TASK PROMPT:
Rewrite the records from their start through the line containing "[750,141,781,198]", including that line. Keep the requests unchanged, multiply every bounding box coordinate in the answers by 1.45, round to whole numbers with halves rounded up, and leave out the pictures.

Excerpts of labeled region data:

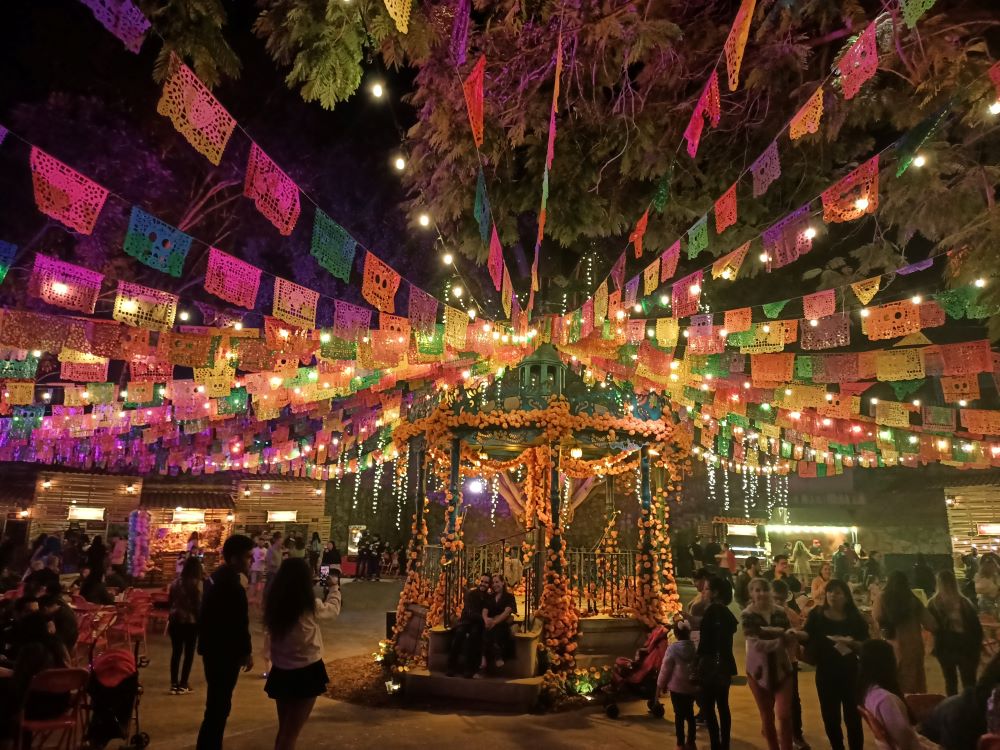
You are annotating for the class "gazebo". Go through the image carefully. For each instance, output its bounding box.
[393,343,690,704]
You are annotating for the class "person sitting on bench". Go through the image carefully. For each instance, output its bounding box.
[447,573,491,677]
[479,573,517,669]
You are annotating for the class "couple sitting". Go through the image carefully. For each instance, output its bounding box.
[448,573,517,677]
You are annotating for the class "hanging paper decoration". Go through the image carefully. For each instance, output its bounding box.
[623,208,649,258]
[444,305,469,352]
[712,240,750,281]
[671,271,702,318]
[28,253,104,314]
[81,0,150,54]
[761,299,790,320]
[310,208,358,281]
[205,247,260,310]
[156,52,236,166]
[243,143,301,236]
[333,302,372,341]
[623,276,639,309]
[788,86,824,141]
[462,55,486,148]
[30,146,108,234]
[448,0,472,68]
[940,375,979,403]
[840,23,878,99]
[644,258,660,297]
[802,289,837,320]
[761,203,812,268]
[384,0,411,34]
[271,277,319,328]
[715,182,737,234]
[660,240,681,284]
[722,0,757,91]
[823,154,878,224]
[0,240,17,284]
[687,214,708,259]
[851,276,882,305]
[723,307,753,333]
[111,281,179,331]
[361,252,400,313]
[684,70,722,159]
[124,206,192,278]
[750,141,781,198]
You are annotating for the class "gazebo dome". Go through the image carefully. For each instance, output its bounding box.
[517,344,566,396]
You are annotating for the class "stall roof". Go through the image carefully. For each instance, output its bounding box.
[139,477,236,510]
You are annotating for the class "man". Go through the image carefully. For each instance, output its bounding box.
[479,573,517,669]
[447,573,493,677]
[197,534,254,750]
[764,555,802,594]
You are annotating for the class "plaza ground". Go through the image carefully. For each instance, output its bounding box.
[141,581,943,750]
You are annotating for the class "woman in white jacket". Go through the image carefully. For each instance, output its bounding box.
[264,558,340,750]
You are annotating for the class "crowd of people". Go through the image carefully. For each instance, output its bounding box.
[680,544,1000,750]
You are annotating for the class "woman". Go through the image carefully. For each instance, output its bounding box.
[859,640,939,750]
[735,555,760,607]
[809,562,833,607]
[973,555,1000,617]
[805,578,868,750]
[872,570,934,693]
[264,557,340,750]
[698,576,739,750]
[927,570,983,695]
[309,531,323,575]
[167,556,203,695]
[742,578,794,750]
[789,539,812,581]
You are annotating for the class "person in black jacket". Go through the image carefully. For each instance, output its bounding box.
[197,534,254,750]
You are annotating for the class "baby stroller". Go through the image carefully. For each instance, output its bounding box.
[604,625,670,719]
[87,642,149,748]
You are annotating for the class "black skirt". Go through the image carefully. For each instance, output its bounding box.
[264,661,330,700]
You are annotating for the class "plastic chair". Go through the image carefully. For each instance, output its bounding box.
[16,669,90,750]
[903,693,945,724]
[858,706,899,750]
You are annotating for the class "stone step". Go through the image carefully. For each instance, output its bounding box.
[404,669,542,713]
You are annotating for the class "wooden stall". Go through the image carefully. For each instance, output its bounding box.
[141,476,234,583]
[235,477,331,542]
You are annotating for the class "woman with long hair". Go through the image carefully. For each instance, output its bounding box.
[858,640,939,750]
[742,578,795,750]
[809,561,833,607]
[698,576,739,750]
[264,557,340,750]
[805,578,868,750]
[789,539,813,582]
[167,555,204,695]
[927,570,983,695]
[872,570,934,693]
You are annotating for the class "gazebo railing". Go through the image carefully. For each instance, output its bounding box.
[566,549,638,615]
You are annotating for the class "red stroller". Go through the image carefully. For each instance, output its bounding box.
[87,641,149,748]
[604,625,670,719]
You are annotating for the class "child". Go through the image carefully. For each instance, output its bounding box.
[654,621,698,750]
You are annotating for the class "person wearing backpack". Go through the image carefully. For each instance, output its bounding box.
[654,620,698,750]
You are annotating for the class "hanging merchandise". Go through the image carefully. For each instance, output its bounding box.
[30,146,108,234]
[123,206,192,278]
[243,143,301,236]
[205,247,261,310]
[156,52,236,166]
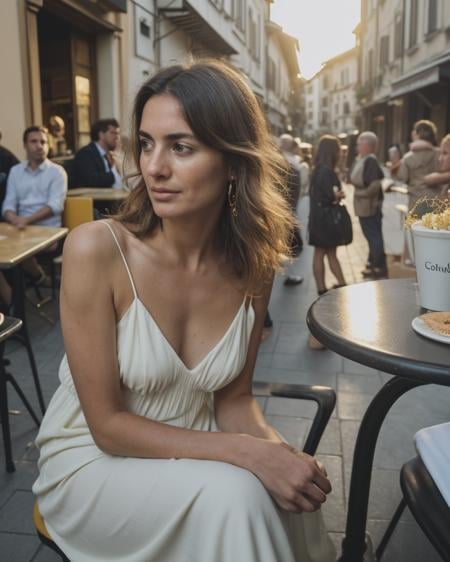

TASK RESPONSE:
You are annotating for the class "gazebo". Go through the image carefully. For each instance, output its bounding box.
[570,497,1001,1021]
You are annotating for the class "person sitting on bench". Go through the image carefully. For each instance, output its bounding box.
[648,831,712,982]
[695,831,750,970]
You are annotating for the class "couple sitting". Go through the image carefully. For each instance, output its bounding box.
[650,831,750,982]
You are annotating for the class "hanging paper decoration". Go through the image carefully. For each instance, output its bounding box.
[903,302,941,374]
[644,442,680,510]
[1032,348,1088,407]
[973,393,1018,461]
[41,367,151,455]
[117,0,218,78]
[1103,434,1146,464]
[450,302,519,407]
[297,358,377,450]
[226,75,342,241]
[352,207,436,342]
[483,438,539,494]
[903,400,927,448]
[1143,125,1195,204]
[670,80,705,215]
[44,212,157,339]
[650,0,684,99]
[1363,544,1420,584]
[1218,33,1273,144]
[934,374,957,431]
[1163,419,1214,464]
[1103,294,1177,389]
[557,0,596,49]
[393,402,463,476]
[1037,264,1069,339]
[957,348,987,412]
[1047,0,1098,132]
[1193,223,1273,325]
[0,348,25,412]
[996,310,1027,376]
[1234,400,1279,442]
[1048,445,1092,483]
[161,407,260,480]
[523,365,580,454]
[992,102,1047,231]
[180,299,278,403]
[1088,204,1132,287]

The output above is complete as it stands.